Point-per-instance localization data:
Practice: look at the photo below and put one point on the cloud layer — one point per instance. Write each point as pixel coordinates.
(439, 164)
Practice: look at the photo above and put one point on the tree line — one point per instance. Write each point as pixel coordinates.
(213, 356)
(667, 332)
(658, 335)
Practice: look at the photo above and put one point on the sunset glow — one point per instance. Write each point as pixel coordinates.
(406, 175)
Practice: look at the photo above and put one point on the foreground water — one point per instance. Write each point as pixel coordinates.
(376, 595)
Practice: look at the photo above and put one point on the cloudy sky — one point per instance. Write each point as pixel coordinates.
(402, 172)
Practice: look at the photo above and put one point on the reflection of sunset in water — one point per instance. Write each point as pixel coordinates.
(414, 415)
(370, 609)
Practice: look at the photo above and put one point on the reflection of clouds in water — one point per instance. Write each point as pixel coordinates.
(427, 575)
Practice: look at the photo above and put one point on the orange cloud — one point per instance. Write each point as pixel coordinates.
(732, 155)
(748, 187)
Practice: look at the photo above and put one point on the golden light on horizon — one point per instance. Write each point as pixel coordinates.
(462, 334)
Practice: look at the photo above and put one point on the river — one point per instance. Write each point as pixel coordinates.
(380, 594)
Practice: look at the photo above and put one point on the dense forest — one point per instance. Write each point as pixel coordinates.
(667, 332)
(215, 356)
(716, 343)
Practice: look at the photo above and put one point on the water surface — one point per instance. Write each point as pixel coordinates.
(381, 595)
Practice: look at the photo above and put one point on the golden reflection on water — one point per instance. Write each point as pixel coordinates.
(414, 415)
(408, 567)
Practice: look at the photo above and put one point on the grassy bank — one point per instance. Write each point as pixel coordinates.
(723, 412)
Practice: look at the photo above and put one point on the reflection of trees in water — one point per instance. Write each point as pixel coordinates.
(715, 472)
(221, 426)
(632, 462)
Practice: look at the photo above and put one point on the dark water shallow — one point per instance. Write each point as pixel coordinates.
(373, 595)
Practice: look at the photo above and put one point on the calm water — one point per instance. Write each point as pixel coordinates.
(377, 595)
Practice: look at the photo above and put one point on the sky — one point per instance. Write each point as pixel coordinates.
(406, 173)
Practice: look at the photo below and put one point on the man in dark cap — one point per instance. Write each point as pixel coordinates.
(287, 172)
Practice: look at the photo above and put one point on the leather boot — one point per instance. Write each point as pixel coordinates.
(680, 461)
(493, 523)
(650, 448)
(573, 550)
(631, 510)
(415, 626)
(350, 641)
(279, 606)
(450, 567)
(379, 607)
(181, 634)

TASK TO CARRY OUT ::
Copy each record from above exactly, and include every line.

OUTPUT OF THE TASK ::
Practice: look at the photo below and put one point on the cloud layer — one point per instance. Write each point as pixel coordinates.
(439, 164)
Practice: look at the photo above and put one point on the tree line — one point per instance. Write each point as pixel coordinates.
(213, 356)
(667, 332)
(658, 335)
Practice: look at the photo above and put one point on the sunset glow — one point per instance. Write each point as pixel coordinates.
(406, 175)
Practice: look at the photo above and put one point on the foreground water — one point per instance. Write each point as pixel coordinates.
(376, 595)
Practice: look at the photo above and put one point on the cloudy sky — one point per instance. Write each point as pixel coordinates.
(402, 172)
Practice: look at the photo above and put one point on the reflection of sunset in water — one point per instance. Write each point as pixel coordinates.
(414, 415)
(370, 609)
Practice: look at the photo above and put one point on the reflection of clouds in water — one point per instance. Write each point as pixel coordinates.
(427, 575)
Practice: look at the photo above and put one point on the orange cloud — one point per instance. Write each point as pixel coordinates.
(732, 155)
(748, 187)
Practice: look at the photo above and put one point on the golden light on horizon — one point per instance. Write each point as pixel coordinates.
(462, 334)
Practice: look at the photo above and put one point on the river — one point per instance. Write each point as pixel coordinates.
(380, 594)
Practice: look at the photo above and put one point on the dense forest — one point per instance. Write each point as pixel coordinates.
(667, 332)
(215, 356)
(716, 343)
Practice: look at the photo above and put one point on the water surface — one point per instance. Write each point as pixel coordinates.
(381, 595)
Practice: look at the photo above and put one point on the golden reflection on water — one point per instance. Write each point as pixel coordinates.
(414, 415)
(408, 567)
Practice: look at the photo above and put one point on the grassy bank — one point per instance. Write each point as pixel coordinates.
(723, 412)
Practice: look at the photo above and put one point on the reflection of trees in water — one point per instance. Write each point as pixel coordinates.
(715, 472)
(221, 426)
(632, 462)
Practice: look at the photo above and put one point on the dark water shallow — one point per instance. Write each point as pixel coordinates.
(373, 595)
Practice: look at the photo above and put one point on the calm water — one point per instance. Write each point as pixel coordinates.
(377, 595)
Practice: look at the photo above and put one point on the sky — one point per instance. Write each point as pixel coordinates.
(406, 173)
Practice: look at the photo below and put one point on the man in dark cap — one point per instance. Write each point as pixel coordinates.
(287, 172)
Practice: look at the photo above and put one point on the leather boot — one point per instance. Write each point as pixel coordinates.
(680, 461)
(493, 523)
(650, 448)
(573, 550)
(631, 510)
(415, 626)
(350, 641)
(279, 606)
(450, 567)
(379, 607)
(181, 634)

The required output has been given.